What needs to be done: Only the lines from the one containing "Corridor-survey task: point out each instance of the blue boat" through the end of the data below should be copied, each exactly as written and with both ends kept.

Dataset entries:
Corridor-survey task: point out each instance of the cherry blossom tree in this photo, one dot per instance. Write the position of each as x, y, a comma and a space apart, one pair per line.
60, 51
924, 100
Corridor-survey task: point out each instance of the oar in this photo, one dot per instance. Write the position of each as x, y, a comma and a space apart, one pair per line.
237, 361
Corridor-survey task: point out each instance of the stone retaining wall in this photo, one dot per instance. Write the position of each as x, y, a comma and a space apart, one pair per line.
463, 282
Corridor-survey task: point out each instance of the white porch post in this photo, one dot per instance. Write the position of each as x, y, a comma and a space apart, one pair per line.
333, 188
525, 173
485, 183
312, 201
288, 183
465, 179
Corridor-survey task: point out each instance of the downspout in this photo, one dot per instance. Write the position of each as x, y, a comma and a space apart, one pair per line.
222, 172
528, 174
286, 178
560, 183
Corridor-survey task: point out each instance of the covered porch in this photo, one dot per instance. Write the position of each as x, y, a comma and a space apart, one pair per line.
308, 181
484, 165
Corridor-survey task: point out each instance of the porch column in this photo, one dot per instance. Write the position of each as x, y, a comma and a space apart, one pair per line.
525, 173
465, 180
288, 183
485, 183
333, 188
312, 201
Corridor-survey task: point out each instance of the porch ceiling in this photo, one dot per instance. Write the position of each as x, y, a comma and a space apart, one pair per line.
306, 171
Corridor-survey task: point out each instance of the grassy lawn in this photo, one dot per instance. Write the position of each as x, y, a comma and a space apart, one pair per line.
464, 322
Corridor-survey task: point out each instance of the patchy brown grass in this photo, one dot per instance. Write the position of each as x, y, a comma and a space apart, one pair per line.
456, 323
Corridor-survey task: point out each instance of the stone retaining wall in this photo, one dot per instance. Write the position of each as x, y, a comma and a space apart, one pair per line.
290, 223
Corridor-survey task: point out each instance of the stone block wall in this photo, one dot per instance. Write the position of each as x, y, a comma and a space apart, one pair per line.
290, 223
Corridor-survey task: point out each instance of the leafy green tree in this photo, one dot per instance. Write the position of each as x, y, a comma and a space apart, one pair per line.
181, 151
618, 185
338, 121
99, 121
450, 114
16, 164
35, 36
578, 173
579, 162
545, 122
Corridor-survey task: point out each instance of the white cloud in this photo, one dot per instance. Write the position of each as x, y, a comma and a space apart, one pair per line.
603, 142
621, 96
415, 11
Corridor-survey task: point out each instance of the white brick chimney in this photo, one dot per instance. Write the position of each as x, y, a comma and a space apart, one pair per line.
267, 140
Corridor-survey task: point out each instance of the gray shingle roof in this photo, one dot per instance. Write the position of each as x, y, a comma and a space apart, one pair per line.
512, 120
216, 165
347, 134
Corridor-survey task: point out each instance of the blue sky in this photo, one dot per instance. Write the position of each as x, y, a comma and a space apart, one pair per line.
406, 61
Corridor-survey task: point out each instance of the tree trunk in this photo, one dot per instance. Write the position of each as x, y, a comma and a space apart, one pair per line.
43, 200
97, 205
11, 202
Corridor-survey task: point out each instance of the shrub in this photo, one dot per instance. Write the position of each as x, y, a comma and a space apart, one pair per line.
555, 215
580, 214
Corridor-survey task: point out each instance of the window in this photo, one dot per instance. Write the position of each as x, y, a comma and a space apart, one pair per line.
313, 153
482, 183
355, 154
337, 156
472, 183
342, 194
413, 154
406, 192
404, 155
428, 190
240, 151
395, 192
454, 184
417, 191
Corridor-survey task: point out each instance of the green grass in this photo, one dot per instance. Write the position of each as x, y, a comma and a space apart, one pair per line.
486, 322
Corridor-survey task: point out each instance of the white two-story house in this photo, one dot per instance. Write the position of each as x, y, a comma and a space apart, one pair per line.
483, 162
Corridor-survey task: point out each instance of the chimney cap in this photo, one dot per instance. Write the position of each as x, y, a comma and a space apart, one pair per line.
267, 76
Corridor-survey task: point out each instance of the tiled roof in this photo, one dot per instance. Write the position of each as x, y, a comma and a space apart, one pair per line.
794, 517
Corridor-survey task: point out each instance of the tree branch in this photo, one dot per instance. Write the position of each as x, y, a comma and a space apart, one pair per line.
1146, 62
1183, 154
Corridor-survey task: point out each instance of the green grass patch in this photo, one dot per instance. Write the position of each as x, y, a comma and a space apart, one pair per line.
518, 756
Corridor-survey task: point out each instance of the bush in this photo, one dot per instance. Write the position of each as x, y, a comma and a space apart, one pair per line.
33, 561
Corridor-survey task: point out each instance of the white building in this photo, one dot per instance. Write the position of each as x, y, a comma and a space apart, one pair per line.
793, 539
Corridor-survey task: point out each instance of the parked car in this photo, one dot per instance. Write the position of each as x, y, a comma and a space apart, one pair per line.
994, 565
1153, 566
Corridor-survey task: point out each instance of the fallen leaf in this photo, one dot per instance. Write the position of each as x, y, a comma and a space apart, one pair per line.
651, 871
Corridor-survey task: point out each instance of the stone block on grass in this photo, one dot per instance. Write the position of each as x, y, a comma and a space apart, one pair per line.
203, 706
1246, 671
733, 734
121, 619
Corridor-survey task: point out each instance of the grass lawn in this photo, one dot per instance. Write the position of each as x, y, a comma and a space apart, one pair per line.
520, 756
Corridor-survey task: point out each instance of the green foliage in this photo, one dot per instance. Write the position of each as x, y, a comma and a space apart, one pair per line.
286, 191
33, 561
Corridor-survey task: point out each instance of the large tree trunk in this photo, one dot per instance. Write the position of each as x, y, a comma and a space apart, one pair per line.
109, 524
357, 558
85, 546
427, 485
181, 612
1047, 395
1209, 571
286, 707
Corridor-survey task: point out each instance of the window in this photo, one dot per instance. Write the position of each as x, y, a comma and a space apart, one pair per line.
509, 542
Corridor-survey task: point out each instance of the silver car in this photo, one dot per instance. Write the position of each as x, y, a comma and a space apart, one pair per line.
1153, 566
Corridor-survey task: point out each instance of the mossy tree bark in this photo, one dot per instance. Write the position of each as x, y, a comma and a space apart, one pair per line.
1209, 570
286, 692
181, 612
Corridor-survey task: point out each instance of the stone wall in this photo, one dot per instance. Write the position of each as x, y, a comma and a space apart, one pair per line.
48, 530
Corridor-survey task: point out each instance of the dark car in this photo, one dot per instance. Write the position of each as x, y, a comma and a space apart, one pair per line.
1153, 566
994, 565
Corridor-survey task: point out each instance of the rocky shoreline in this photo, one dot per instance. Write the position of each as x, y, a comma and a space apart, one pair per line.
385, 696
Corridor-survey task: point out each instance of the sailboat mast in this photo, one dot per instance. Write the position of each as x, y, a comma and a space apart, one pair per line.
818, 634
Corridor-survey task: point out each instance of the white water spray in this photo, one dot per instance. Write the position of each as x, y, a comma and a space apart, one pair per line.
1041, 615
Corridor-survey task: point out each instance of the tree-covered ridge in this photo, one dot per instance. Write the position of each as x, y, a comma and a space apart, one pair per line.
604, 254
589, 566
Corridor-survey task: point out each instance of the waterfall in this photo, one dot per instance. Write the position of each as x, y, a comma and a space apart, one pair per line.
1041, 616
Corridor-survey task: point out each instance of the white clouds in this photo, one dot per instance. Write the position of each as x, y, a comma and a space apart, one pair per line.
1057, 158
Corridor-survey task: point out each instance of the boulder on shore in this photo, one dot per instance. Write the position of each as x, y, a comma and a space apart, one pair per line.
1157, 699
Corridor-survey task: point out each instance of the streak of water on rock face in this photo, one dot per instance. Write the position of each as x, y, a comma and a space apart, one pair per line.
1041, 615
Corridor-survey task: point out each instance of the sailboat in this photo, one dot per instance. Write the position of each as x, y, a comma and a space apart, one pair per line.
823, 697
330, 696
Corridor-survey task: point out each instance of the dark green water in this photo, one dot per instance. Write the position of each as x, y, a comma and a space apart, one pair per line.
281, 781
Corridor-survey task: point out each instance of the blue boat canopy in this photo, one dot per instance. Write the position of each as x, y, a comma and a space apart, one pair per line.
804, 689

Exercise result:
Corridor-survey task: point out each instance of the blue boat canopy in this photo, one dot per instance. Write the position of each as x, y, a comma and a space apart, one pair per line.
804, 689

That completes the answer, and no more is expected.